> AIM OF THE EXERCISE: For the entries below, the expected answer is the line with "Task: for every instance of the outboard", the line with "Task: for every instance of the orange", and every line between them, exactly as written, and nothing more.

> Point-per-instance localization data:
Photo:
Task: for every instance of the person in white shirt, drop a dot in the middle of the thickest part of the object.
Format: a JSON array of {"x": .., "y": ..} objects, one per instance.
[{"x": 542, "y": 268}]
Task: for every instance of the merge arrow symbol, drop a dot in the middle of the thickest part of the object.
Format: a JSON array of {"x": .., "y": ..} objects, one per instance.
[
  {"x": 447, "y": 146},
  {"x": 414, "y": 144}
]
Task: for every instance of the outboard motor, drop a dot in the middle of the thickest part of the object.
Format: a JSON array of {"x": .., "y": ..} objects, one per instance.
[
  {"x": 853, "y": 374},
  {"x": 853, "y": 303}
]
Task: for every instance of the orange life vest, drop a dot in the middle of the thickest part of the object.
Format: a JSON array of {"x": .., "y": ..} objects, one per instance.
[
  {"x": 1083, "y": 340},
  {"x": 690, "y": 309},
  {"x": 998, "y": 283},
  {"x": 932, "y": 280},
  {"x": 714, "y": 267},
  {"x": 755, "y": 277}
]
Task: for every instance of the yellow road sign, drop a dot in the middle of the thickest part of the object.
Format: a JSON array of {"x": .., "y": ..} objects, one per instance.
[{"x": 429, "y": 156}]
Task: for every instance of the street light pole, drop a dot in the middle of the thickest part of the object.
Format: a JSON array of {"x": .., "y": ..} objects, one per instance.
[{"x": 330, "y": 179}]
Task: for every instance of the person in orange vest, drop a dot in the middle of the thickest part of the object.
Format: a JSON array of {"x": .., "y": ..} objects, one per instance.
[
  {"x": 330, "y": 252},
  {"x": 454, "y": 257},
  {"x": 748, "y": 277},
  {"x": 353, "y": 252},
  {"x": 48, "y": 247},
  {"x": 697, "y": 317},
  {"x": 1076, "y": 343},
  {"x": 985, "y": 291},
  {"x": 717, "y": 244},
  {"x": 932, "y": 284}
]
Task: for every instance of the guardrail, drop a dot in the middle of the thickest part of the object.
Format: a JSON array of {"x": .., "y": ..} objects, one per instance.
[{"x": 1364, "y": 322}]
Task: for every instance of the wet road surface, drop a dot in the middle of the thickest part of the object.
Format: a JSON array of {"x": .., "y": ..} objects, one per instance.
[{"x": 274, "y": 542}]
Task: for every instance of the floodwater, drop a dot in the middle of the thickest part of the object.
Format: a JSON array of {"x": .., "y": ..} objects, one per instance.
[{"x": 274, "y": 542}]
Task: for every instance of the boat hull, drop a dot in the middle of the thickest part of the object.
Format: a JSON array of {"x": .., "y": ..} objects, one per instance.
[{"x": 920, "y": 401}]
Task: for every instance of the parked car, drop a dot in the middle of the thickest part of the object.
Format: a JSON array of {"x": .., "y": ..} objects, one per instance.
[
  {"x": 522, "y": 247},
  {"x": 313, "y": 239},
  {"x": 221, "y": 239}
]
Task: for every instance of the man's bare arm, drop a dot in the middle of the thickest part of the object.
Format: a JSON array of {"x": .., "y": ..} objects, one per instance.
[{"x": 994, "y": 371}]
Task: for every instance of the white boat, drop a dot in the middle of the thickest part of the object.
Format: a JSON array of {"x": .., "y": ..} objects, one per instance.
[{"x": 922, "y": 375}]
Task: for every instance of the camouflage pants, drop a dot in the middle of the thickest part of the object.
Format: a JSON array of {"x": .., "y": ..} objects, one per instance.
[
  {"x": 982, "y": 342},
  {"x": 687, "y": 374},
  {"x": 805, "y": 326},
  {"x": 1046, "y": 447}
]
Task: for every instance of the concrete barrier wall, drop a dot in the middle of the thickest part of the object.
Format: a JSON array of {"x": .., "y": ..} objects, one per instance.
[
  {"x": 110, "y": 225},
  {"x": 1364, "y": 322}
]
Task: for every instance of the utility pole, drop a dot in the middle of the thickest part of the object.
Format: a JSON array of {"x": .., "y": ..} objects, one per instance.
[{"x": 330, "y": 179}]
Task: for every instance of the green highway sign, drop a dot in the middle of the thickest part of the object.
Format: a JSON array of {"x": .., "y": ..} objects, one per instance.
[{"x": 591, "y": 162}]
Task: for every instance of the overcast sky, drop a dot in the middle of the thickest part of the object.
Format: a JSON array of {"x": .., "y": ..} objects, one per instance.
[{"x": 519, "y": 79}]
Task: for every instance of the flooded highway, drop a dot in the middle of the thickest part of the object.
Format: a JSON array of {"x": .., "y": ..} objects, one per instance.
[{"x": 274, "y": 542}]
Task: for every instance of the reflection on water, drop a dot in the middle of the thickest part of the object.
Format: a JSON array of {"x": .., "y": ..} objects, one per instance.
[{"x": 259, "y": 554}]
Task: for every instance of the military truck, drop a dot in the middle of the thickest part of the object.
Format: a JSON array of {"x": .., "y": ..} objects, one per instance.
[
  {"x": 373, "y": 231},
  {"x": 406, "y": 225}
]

> COMPLETED EXERCISE:
Task: for every instance of the outboard motor, drop a dot in the middle of the thickest part of the object.
Format: a JSON array of {"x": .., "y": ..} objects, one per instance.
[
  {"x": 853, "y": 374},
  {"x": 853, "y": 303}
]
Task: for every instance of the orange life vest, drop a dot in the middle of the thickest part of the object.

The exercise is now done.